**What you will do:**
In the blog post about singing with a nursing home resident, retype everything from "Monday, October 16, 2017" down to "room to hide." character for character.

**Selected extract:**
##########
Monday, October 16, 2017

What can happen when nothing is planned


It's amazing what can happen when plans fall away. Yesterday at the nursing home where I work, one of the residents wanted me to bring my guitar to hear room to sing. It turned out that I had forgotten to bring my guitar to work but I said we could sing without the guitar. She seemed skeptical about this idea but as we found out, I think it allowed more to happen.

When I came to her room for our music session, I suggested we could sing her favorite song, "Amazing Grace." I wasn't sure if she would do it without the guitar. Sometimes I think having a guitar is like a prop that allows people to open up more. Without it, there is no room to hide.

So when she started to sing with such conviction and gusto - I joined her and we had a great time. After we finished singing "Amazing Grace," she told me she had a CD of her favorite songs. It took some time to get the CD player working but once we did,  I loved listening with her.

We sang along to, "You Are My Sunshine," "I'll Fly Away," "Will the Circle Be Unbroken, " and others. Listening to the CD together brought back such fond memories of  when I was in high school and friends and I would spend a whole afternoon listening to albums. This was the thing to do! A friend would call and say, "I just got a new Jimi Hendrix album" and I'd say, "I'll be right over." and we'd listen to that album over and over again.

Do people listen to music together like that anymore? I loved how LPs (stands for "long playing" records) were a series of songs that told a story. LPs like Moody Blues, "Days of Future Passed," Carole King's, "Tapestry, " Stevie Wonder's, "Talking Book." The A side was one part of the story and the B side another. I loved spending time thinking about what the overall message was. Many LPs then had a theme. Now I feel that CDs are more of a collection of separate songs by an artist, rather than a connecting story.
##########
**Given information:**
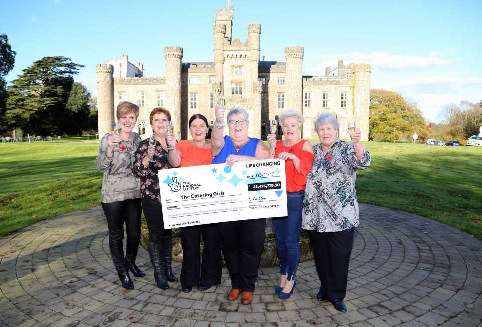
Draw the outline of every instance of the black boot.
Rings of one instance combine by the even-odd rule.
[[[159,244],[155,241],[149,239],[147,242],[147,250],[151,256],[151,263],[154,270],[154,278],[156,279],[156,284],[157,287],[161,289],[167,289],[169,288],[169,284],[166,280],[164,276],[164,265],[161,260],[161,249]]]
[[[136,265],[134,261],[132,262],[128,262],[127,263],[127,268],[129,269],[129,271],[132,273],[132,274],[136,277],[144,277],[146,276],[146,274],[143,272],[142,270],[140,269],[139,267]]]
[[[119,279],[122,287],[126,289],[132,289],[134,288],[134,284],[131,280],[129,273],[127,271],[119,272]]]
[[[177,278],[172,273],[172,235],[163,236],[162,246],[164,248],[162,254],[164,263],[164,276],[169,281],[178,281]]]

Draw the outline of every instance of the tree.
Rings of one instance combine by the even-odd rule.
[[[9,88],[7,116],[25,132],[42,135],[70,133],[78,121],[67,108],[74,82],[82,65],[64,57],[45,57],[22,70]]]
[[[17,53],[12,50],[9,44],[9,38],[6,34],[0,35],[0,133],[8,130],[7,120],[5,119],[7,109],[7,83],[4,76],[14,68],[15,55]]]
[[[90,115],[90,93],[82,83],[75,82],[65,105],[64,121],[61,122],[64,130],[72,135],[80,135],[89,128]]]
[[[398,93],[371,90],[369,110],[370,139],[393,142],[414,132],[421,138],[427,134],[425,120],[416,104],[407,103]]]

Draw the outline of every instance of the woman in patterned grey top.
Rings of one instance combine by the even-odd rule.
[[[106,134],[102,138],[97,169],[104,173],[100,201],[109,228],[109,246],[122,287],[134,288],[128,270],[136,277],[145,275],[136,265],[141,237],[141,182],[133,174],[134,153],[141,142],[139,134],[132,131],[139,108],[124,101],[117,107],[120,132]],[[126,256],[123,249],[124,224],[127,240]]]
[[[359,225],[355,182],[356,171],[370,165],[356,128],[352,143],[337,138],[338,121],[331,113],[315,121],[320,144],[313,147],[315,159],[308,175],[303,203],[302,227],[308,230],[320,278],[318,301],[328,300],[341,312],[347,309],[348,269],[354,228]]]

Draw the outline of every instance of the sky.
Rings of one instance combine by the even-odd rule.
[[[438,121],[444,105],[482,100],[482,1],[232,0],[233,37],[261,24],[261,55],[285,61],[304,47],[303,74],[324,75],[338,60],[372,65],[371,88],[401,93]],[[63,56],[85,65],[75,77],[96,93],[95,65],[122,54],[163,76],[163,48],[183,61],[213,60],[212,24],[228,1],[0,0],[0,34],[17,52],[11,81],[36,60]]]

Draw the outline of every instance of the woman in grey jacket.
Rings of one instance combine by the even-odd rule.
[[[136,277],[144,273],[136,265],[141,236],[141,182],[132,173],[134,153],[141,142],[132,131],[139,108],[131,102],[120,102],[117,107],[117,119],[120,131],[106,134],[102,138],[97,169],[103,172],[100,201],[109,228],[109,246],[122,287],[134,288],[128,270]],[[124,224],[127,240],[126,256],[123,248]]]

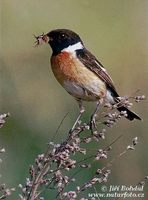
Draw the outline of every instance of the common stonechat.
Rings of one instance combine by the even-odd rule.
[[[84,112],[83,101],[117,104],[129,120],[141,118],[120,101],[120,96],[111,77],[97,58],[86,49],[80,36],[68,29],[56,29],[38,37],[37,44],[49,43],[52,48],[51,68],[64,89],[78,102],[80,113]]]

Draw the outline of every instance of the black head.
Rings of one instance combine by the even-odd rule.
[[[54,55],[60,53],[70,45],[74,45],[78,42],[82,43],[79,35],[68,29],[56,29],[47,33],[47,36],[49,38],[48,43]]]

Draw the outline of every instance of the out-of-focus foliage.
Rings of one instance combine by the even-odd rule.
[[[121,95],[133,95],[137,89],[147,95],[147,8],[147,0],[0,1],[0,111],[11,114],[0,130],[0,145],[6,149],[0,171],[10,187],[23,183],[28,166],[52,140],[65,113],[69,111],[56,141],[65,138],[77,116],[75,101],[53,77],[49,46],[34,48],[33,34],[56,28],[76,31],[106,66]],[[88,118],[93,107],[86,105]],[[147,173],[147,101],[134,110],[144,121],[122,120],[106,142],[124,134],[112,157],[135,136],[140,144],[134,154],[114,165],[108,184],[135,184]]]

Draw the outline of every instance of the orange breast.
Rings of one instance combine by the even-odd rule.
[[[58,82],[74,97],[93,101],[106,95],[104,82],[74,54],[62,52],[52,56],[51,67]]]

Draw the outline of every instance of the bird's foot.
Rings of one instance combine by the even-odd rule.
[[[79,124],[80,122],[80,118],[82,117],[83,113],[85,112],[85,109],[82,107],[81,110],[80,110],[80,113],[74,123],[74,125],[72,126],[72,128],[70,129],[70,133],[74,131],[74,129],[77,127],[77,125]]]
[[[97,131],[96,117],[97,117],[97,114],[95,113],[91,116],[91,119],[90,119],[90,130],[92,134],[94,134]]]

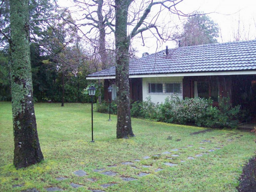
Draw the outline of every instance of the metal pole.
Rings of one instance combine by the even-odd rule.
[[[109,119],[109,121],[111,121],[111,119],[110,119],[110,108],[111,108],[111,100],[110,98],[110,119]]]
[[[94,141],[93,140],[93,96],[91,95],[91,99],[92,99],[92,140],[91,141],[91,142],[94,142]]]

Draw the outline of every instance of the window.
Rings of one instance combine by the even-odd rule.
[[[181,86],[180,83],[172,82],[165,83],[166,93],[181,93]]]
[[[149,83],[148,93],[163,93],[163,84]]]
[[[171,95],[182,94],[181,82],[148,82],[147,93]]]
##########
**Finished exercise:**
Monday, October 16, 2017

What can happen when nothing is planned


It's amazing what can happen when plans fall away. Yesterday at the nursing home where I work, one of the residents wanted me to bring my guitar to hear room to sing. It turned out that I had forgotten to bring my guitar to work but I said we could sing without the guitar. She seemed skeptical about this idea but as we found out, I think it allowed more to happen.

When I came to her room for our music session, I suggested we could sing her favorite song, "Amazing Grace." I wasn't sure if she would do it without the guitar. Sometimes I think having a guitar is like a prop that allows people to open up more. Without it, there is no room to hide.